**DIRECTIONS FOR THIS TASK**:
Keep writing the article below on syncing thousands of Argo CD applications, starting right after its final sentence.

┌─ TEXT EXTRACT

How To Sync 10,000 Argo CD Applications in One Shot, By Yourself

Robert Filepp
12 min readMay 5, 2023

--

Step right up and put yourself in the picture! On Your Mark, Get Set, Go!

By Jun Duan, Robert Filepp, Paolo Dettori, Andy Anderson

In a previous article we described the results of several Argo CD scalability experiments. In this article we describe the specific steps you can take to try those same experiments at home. Step right up and put yourself in the picture!

This blog is one of a series of posts from the KubeStellar community regarding challenges related to multi-cloud and edge. You can learn more about the challenges and read posts from other members of the KubeStellar community on edge and multi-cloud topics in a post by Andy Anderson entitled Navigating the Edge: Overcoming Multi-Cloud Challenges in Edge Computing

Background.

Argo CD is an open-source continuous delivery tool that automates application deployment into Kubernetes clusters. Argo CD continuously monitors specified Git repositories for changes to application workloads, and automatically deploys changed application workloads to targeted Kubernetes clusters.

Some of the variables that might be considered when thinking about the scalability of Argo CD include: the number of applications and repositories being monitored, the number of clusters being targeted for deployment, the size of the application workloads, the frequency of changes to applications, and the periodicity of application change monitoring (which we will call the “resync period” below).

There are several questions regarding Argo CD’s scalability that come to mind such as: how many changes to a single application workload can Argo CD monitor and deploy to a limited number of clusters, how many changes to a set of application workloads can Argo CD monitor and deploy to a limited number of clusters, what happens if we change the sizes of those workloads, what happens if we change the resync period, how many different Git repos and/or applications can Argo CD monitor, how many clusters can Argo CD deploy a single application to, how many different applications can Argo CD monitor and deploy to a large number of clusters within a given timeframe.

We’re going to describe how we conducted experiments to explore a few of these questions.

The Experiment Environment

Our experiment was originally designed to be run in the context of a project called “kyst”. and it uses two Custom Resource Definitions (CRDs), ConfigSpec and DeviceGroup. So we needed to write a wrapper to translate between standard Kubernetes api resources and the kyst CRDs, as well as to assign unique ids to the Argo CD Application ConfigSpecs (there will eventually be 10,000 of these). The wrapper is currently packaged as a Docker image and deployed as a plugin to Argo CD . If you are uncomfortable loading an image into your environment, you could try changing the config.yaml to objectTemplatePath: “test-application-no-plugin.yaml”. However we have not tried this at scale and don’t know how it will behave.

We used two GitHub repositories. One repository contains a specification that will cause custom plugin code to be deployed from docker.io/junatibm/wrap4kyst:latest to a container in the cluster that hosts the Argo CD server. The second GitHub repository hosts the application content to be delivered by Argo CD.

└─
┌─ MATERIAL SUPPLIED

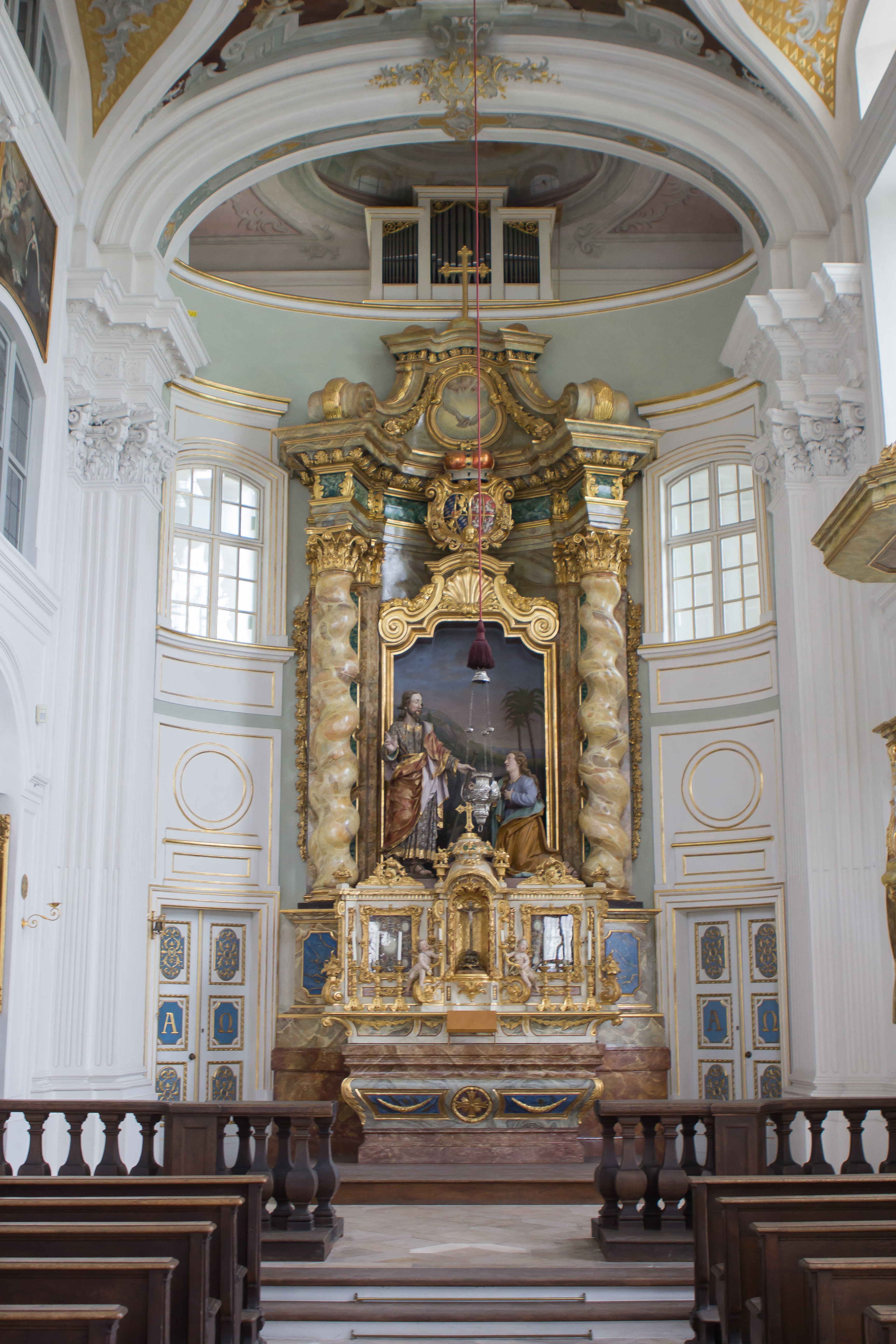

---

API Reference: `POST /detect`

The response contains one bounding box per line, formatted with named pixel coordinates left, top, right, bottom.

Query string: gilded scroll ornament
left=626, top=598, right=643, bottom=859
left=293, top=594, right=312, bottom=859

└─

**EXPECTED OUTPUT**:
As shown below, we use AWS as the main infrastructure. We create two EC2 instances, and then bootstrap two single-node clusters correspondingly. One cluster is used to host the Argo CD server, Prometheus, which is used to collect metrics, and Grafana, which we use for visualization of metrics. The other cluster will host the Application deployment targets.

We use ClusterLoader 2, running on our local machine, to load Application resources into the Argo CD server.

Environment Architecture (clusters managed by Kubernetes)

Prepare Infrastructure on AWS

We create the EC2 instances, then bootstrap the Kubernetes clusters using kubeadm manually.

Surely it is not necessary to do this manually. But if that happens to be the case, here are a few tips in addition to the official documentation.

Create the two EC2 instances within the same subnet, so that we don’t have to further configure the communications between them.

Provision at least 32 GiB of storage for each EC2 instance.

We will access the clusters remotely (from outside AWS), e.g., from our laptops. To make that possible, we need to 1) assign public IPs to the EC2 instances, 2) pass the public IPs to kubeadm (specified as follows).

Note regarding console examples in this article: command lines are prefaced with ‘$’ prompt, lines without the ‘$’ prefix are console messages.

Find the public IP, either from AWS console or by some small trick.

$ curl ifconfig.me

Initialize the Kubernetes clusters with the apiserver-cert-extra-sans flag.

$ kubeadm init — pod-network-cidr=10.244.0.0/16 — apiserver-cert-extra-sans=<the-public-ip>

Remove the ‘control-plane’ taint from the single node. Note the trailing’-’.

$ kubectl taint node <node-name> node-role.kubernetes.io/control-plane-

Use the local-path-provisioner, then annotate the standard storage class.

$ kubectl patch storageclass standard -p ‘{“metadata”: {“annotations”:{“storageclass.kubernetes.io/is-default-class”:”true”}}}’

Install Argo CD

The installation of Argo CD is well documented here. In this section, we just follow the steps.

Install Argo CD into the 1st cluster.

$ kubectl create namespace argocd
$ kubectl apply -n argocd -f https://raw.githubusercontent.com/argoproj/argo-cd/stable/manifests/install.yaml

Download the Argo CD CLI.

$ curl -LO https://github.com/argoproj/argo-cd/releases/download/v2.6.7/argocd-linux-amd64
$ sudo mv argocd-linux-amd64 /usr/local/bin/argocd
$ chmod +x /usr/local/bin/argocd

. Get the initial admin password

$ argocd admin initial-password -n argocd

Find the ‘argocd-server’ service. Identify its cluster-IP and ports.

$ kubectl -n argocd get svc argocd-server

Login to argocd-server with the CLI and the password.

$ argocd login 10.109.209.54:80
WARNING: server certificate had error: x509: cannot validate certificate for 10.109.209.54 because it doesn’t contain any IP SANs. Proceed insecurely (y/n)? y
Username: admin
Password:
‘admin:login’ logged in successfully
Context ‘10.109.209.54:80’ updated

Optionally, change the password.

$ argocd account update-password
*** Enter password of currently logged in user (admin):
*** Enter new password for user admin:
*** Confirm new password for user admin:
Password updated
Context ‘10.109.209.54:80’ updated

Access Argo CD Remotely

We can access Argo CD via 1) the Argo CD UI, 2) the Argo CD CLI, 3) the Kubernetes API.

Change the argocd-server service type.

$ kubectl patch svc argocd-server -n argocd -p ‘{“spec”: {“type”: “LoadBalancer”}}’

Now the argocd-server service has node ports.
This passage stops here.